(Text segment begins)
Because plutonium oxide is involatile, most of the plutonium in the reactor was not released during the fire. However that which was released can be measured. V.I. Yoschenko et al. reported that grass and forest fires can make the caesium, strontium and plutonium become mobile in the air again.

=== Fukushima ===

The ongoing crisis at this site includes Spent Fuel Pools on the upper floors, exposed to the elements with complex MOX and plutonium products. The Japanese Government Taskforce has asked for submissions to the International Research Institute for Nuclear Decommissioning in regards to the ongoing Contaminated Water Issues.

=== Nuclear crime ===
There have been 18 incidents concerning theft or loss of highly enriched uranium (HEU) and plutonium confirmed by the IAEA.

One case exists of a German man who attempted to poison his ex-wife with plutonium stolen from WAK (Wiederaufbereitungsanlage Karlsruhe), a small scale reprocessing plant where he worked. He did not steal a large amount of plutonium, just rags used for wiping surfaces and a small amount of liquid waste. The man was sent to prison for his crime. At least two other people were contaminated by the plutonium. Two flats in Rhineland-Palatinate were also contaminated. These were later cleaned at a cost of two million euros.
(Text segment ends)
(Data for analysis begins)
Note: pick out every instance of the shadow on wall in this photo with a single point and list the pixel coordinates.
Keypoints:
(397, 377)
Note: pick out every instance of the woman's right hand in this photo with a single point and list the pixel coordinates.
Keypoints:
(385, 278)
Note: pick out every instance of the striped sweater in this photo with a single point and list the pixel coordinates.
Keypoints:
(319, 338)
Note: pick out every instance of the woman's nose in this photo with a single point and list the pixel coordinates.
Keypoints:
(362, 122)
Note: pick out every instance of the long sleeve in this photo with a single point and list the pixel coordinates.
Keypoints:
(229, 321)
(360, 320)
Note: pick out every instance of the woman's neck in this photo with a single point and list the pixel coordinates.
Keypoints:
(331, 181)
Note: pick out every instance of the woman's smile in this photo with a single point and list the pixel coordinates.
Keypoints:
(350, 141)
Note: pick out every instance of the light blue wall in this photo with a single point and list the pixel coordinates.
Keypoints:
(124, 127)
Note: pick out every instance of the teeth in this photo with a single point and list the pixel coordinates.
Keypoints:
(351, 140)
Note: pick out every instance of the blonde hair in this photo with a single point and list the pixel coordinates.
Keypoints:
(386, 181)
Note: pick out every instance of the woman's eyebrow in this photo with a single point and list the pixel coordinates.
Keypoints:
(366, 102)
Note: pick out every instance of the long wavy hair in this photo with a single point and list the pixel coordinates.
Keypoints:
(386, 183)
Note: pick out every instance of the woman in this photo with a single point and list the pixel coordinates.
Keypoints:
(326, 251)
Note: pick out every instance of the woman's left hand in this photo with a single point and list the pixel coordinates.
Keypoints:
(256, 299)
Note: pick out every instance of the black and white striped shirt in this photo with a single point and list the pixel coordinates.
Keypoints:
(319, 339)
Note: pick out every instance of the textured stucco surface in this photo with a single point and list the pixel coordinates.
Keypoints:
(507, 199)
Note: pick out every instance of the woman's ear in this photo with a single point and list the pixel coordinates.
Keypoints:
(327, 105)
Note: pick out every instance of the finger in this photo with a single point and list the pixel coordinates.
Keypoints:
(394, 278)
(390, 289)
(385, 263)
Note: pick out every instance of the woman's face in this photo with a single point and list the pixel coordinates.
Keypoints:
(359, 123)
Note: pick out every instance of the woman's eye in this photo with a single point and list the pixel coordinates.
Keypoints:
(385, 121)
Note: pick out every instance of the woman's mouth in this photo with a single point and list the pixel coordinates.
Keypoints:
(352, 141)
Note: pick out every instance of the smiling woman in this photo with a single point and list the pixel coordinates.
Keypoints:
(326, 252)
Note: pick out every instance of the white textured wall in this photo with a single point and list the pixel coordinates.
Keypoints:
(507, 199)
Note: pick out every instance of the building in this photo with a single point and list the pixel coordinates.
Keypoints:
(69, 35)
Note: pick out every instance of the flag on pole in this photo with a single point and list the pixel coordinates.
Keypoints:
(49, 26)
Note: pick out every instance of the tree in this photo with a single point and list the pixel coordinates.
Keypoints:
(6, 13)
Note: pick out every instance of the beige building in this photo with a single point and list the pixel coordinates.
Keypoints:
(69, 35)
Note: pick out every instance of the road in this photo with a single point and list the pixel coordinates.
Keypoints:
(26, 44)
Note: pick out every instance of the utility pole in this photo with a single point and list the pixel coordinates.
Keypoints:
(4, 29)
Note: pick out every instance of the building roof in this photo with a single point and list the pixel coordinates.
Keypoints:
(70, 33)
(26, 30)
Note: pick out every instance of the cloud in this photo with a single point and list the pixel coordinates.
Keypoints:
(Data for analysis ends)
> **Tasks to perform**:
**a)** Reproduce word for word the stretch of the plutonium passage from "Because plutonium oxide" through "the air again.".
**b)** Write the next part of the plutonium passage, picking up after its last sentence.

> **Results by task**:
**a)**
Because plutonium oxide is involatile, most of the plutonium in the reactor was not released during the fire. However that which was released can be measured. V.I. Yoschenko et al. reported that grass and forest fires can make the caesium, strontium and plutonium become mobile in the air again.

**b)**
== Environmental chemistry ==

=== Overview ===

Plutonium, like other actinides, readily forms a dioxide plutonyl core (PuO_{2}). In the environment, this plutonyl core readily complexes with carbonate as well as other oxygen moieties (OH^{−}, NO_{2}^{−}, NO_{3}^{−}, and SO_{4}^{2−}) to form charged complexes which can be readily mobile with low affinities to soil.

- PuO_{2}(CO_{3})_{1}^{2−}
- PuO_{2}(CO_{3})_{2}^{4−}
- PuO_{2}(CO_{3})_{3}^{6−}

PuO_{2} formed from neutralizing highly acidic nitric acid solutions tends to form polymeric PuO_{2} which is resistant to complexation. Plutonium also readily shifts valences between the +3, +4, +5 and +6 states. It is common for some fraction of plutonium in solution to exist in all of these states in equilibrium.

=== Binding to soil ===

Plutonium is known to bind to soil particles very strongly (see above for an X-ray spectroscopic study of plutonium in soil and concrete). While caesium has very different chemistry to the actinides, it is well known that both caesium and many of the actinides bind strongly to the minerals in soil. Hence it has been possible to use ^{134}Cs labeled soil to study the migration of Pu and Cs in soils. It has been shown that colloidal transport processes control the migration of Cs (and will control the migration of Pu) in the soil at the Waste Isolation Pilot Plant according to R.D. Whicker and S.A. Ibrahim. J.D. Chaplin et al. recently reported advances in the Diffusive gradients in thin films technique, which have provided a method to measure labile bioavailable Plutonium in soils, as well as in freshwater and seawater.

=== Microbiological chemistry ===
Mary Neu (at Los Alamos in the USA) has done some work which suggests that bacteria can accumulate plutonium because the iron transport systems used by the bacteria also function as plutonium transport systems.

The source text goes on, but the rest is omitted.